— begin Source data —

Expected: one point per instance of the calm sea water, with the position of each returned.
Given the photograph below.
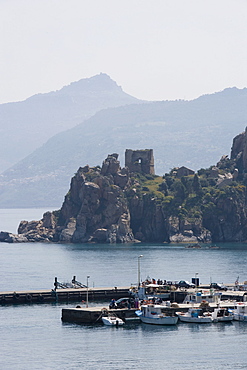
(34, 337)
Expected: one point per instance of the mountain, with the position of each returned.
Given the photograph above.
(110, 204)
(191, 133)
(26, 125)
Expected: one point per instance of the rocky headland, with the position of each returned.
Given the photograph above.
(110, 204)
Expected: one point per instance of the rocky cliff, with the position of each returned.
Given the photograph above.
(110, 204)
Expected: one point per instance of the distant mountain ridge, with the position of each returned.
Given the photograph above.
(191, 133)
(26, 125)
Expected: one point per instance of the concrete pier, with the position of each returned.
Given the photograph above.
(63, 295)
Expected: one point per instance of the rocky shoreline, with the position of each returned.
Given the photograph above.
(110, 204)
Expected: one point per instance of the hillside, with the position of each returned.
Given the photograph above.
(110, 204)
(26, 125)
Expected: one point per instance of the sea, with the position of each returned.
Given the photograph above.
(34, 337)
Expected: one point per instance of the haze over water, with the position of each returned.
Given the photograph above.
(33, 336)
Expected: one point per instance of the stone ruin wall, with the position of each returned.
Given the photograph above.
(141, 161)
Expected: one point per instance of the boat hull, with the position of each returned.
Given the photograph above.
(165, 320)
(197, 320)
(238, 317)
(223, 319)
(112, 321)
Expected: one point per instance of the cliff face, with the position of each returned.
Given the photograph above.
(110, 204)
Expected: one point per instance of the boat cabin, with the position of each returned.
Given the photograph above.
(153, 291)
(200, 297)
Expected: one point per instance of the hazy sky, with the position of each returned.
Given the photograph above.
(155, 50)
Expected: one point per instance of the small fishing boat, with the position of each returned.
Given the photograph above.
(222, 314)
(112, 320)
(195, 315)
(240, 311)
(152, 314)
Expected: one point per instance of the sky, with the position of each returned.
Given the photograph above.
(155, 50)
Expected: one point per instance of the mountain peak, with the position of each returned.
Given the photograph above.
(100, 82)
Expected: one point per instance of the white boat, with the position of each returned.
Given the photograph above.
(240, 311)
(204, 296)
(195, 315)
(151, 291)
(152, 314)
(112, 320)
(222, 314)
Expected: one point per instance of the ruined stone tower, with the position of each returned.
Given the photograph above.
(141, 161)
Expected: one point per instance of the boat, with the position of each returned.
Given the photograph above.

— end Source data —
— begin Source data —

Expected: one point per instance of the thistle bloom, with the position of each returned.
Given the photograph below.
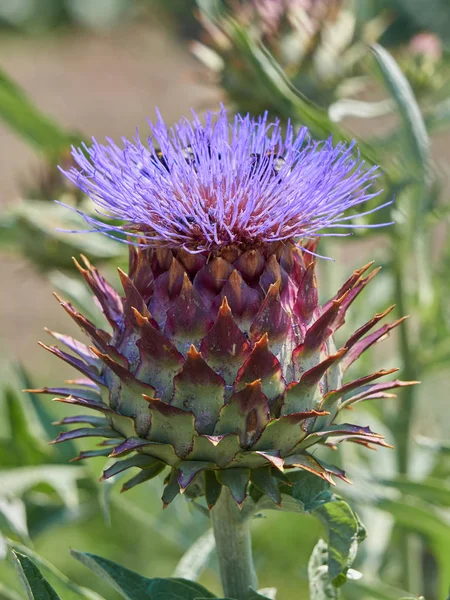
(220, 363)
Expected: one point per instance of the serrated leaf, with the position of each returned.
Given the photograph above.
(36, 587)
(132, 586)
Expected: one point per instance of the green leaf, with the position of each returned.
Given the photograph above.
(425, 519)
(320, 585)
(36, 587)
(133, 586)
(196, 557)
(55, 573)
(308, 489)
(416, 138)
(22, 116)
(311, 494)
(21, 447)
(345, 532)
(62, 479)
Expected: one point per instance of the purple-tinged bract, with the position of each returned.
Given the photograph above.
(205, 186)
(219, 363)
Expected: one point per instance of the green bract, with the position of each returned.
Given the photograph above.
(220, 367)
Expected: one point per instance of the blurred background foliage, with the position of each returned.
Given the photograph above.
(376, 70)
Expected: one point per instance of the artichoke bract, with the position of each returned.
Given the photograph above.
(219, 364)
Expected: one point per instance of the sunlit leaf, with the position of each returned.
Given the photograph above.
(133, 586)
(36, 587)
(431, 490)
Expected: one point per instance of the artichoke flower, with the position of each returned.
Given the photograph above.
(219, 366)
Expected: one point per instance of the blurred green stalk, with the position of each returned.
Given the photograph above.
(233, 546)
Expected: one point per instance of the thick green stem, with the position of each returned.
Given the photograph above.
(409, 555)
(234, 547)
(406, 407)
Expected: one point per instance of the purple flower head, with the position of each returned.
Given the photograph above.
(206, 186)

— end Source data —

Requirement: Tally the lines in the listing that contain the string "boat", treating uppercase and lowercase as distinct, and give only the number.

Exercise answer: 5